Task material:
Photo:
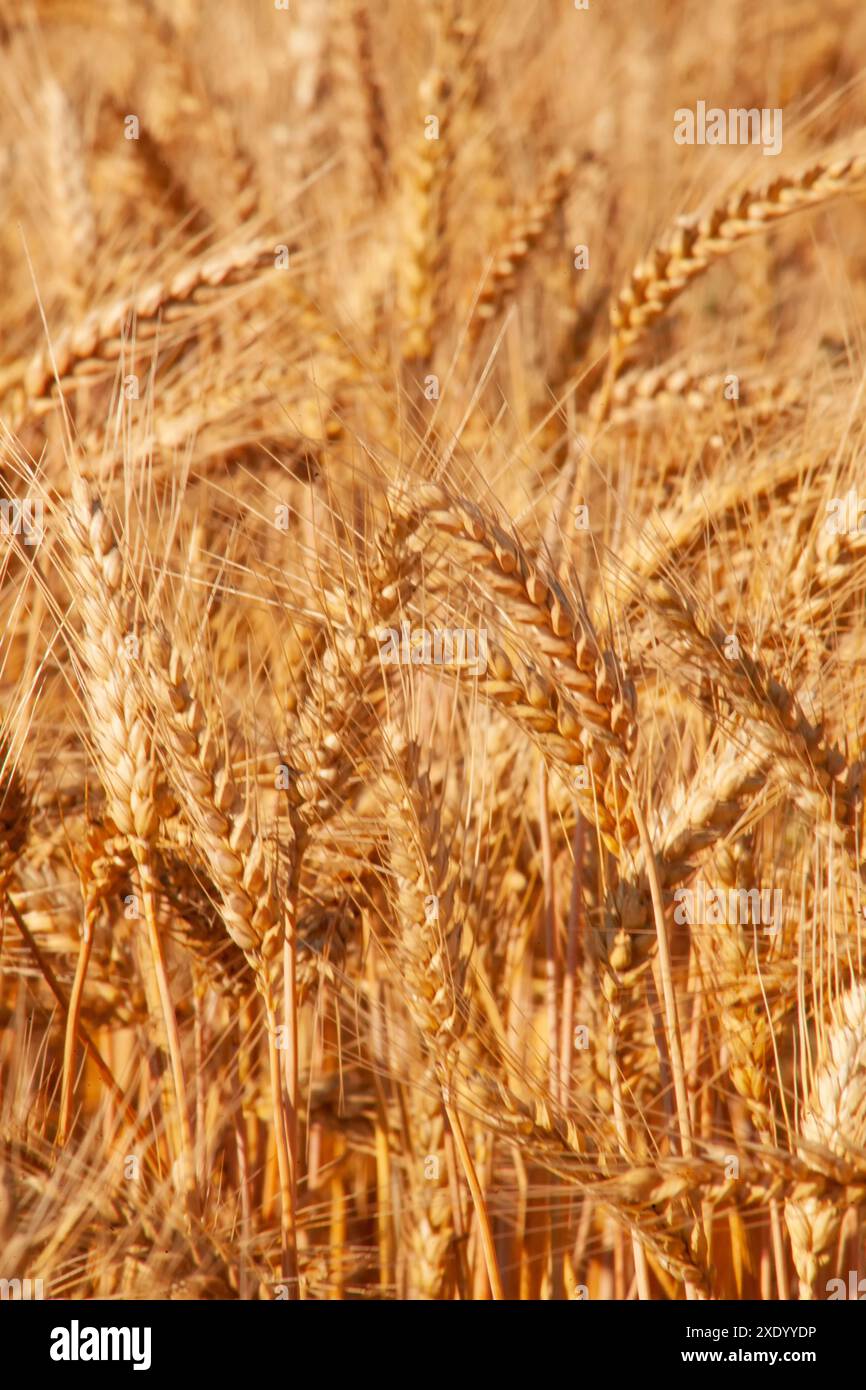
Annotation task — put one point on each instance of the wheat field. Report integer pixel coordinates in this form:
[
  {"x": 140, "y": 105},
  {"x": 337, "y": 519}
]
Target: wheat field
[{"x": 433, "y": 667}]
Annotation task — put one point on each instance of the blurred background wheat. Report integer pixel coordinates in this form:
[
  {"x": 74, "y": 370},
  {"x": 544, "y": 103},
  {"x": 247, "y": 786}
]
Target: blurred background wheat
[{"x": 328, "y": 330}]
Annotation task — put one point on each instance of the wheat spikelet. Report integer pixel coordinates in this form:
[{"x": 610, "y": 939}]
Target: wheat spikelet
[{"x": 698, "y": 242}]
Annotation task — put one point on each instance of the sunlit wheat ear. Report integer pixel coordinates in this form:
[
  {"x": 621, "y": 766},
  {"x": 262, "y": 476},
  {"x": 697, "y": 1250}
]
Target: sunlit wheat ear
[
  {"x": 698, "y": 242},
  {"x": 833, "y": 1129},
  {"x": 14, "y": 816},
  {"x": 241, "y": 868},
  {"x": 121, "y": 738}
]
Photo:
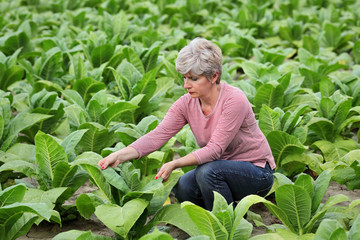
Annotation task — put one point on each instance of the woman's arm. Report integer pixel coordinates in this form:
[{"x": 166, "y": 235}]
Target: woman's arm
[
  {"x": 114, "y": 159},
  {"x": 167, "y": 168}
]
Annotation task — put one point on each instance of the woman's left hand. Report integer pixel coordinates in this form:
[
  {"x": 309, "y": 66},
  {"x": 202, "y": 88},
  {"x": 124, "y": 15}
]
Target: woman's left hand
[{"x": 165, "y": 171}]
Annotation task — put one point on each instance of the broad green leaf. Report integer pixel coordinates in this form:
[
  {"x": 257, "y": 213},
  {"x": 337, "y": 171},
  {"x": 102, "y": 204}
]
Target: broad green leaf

Required task:
Switch every "Target" in the material above to "Label", and reproduce the material with no other changes, omitting the pictures.

Response to the exercise:
Photo:
Annotation task — put one point on each instance of the wheat field. Report integer pixel coordinates in this form:
[
  {"x": 140, "y": 105},
  {"x": 337, "y": 519}
]
Label: wheat field
[{"x": 433, "y": 667}]
Annotation task — put one point on each instance of the blurred background wheat. Report integer pixel coordinates in this form:
[
  {"x": 74, "y": 370},
  {"x": 544, "y": 103},
  {"x": 247, "y": 786}
]
Label: blurred background wheat
[{"x": 328, "y": 330}]
Annotation task — put one point on each instance of the wheat spikelet. Report integer pixel coordinates in this form:
[{"x": 610, "y": 939}]
Label: wheat spikelet
[{"x": 698, "y": 242}]
Annotation task — put one point on each instance of the sunlit wheat ear. Report integer pixel coordinates in this form:
[
  {"x": 621, "y": 766},
  {"x": 262, "y": 476},
  {"x": 697, "y": 1250}
]
Label: sunlit wheat ear
[
  {"x": 698, "y": 242},
  {"x": 833, "y": 1129},
  {"x": 14, "y": 816},
  {"x": 241, "y": 868},
  {"x": 121, "y": 738}
]
Photo:
Annotation task — put one point on each instance of the woman's arm. Report integer pixel coordinates in this form:
[{"x": 166, "y": 235}]
Label: woman's arm
[
  {"x": 114, "y": 159},
  {"x": 167, "y": 168}
]
Annotation task — put one point on each instance of the woman's left hand. Report integer pixel coordinates in this form:
[
  {"x": 309, "y": 66},
  {"x": 202, "y": 88},
  {"x": 124, "y": 15}
]
Label: woman's left hand
[{"x": 165, "y": 171}]
Annotation task — put one point on each instance of the broad green leaf. Report integer pixel coordinates in this form:
[
  {"x": 257, "y": 213},
  {"x": 337, "y": 171},
  {"x": 102, "y": 204}
]
Label: broad green leaf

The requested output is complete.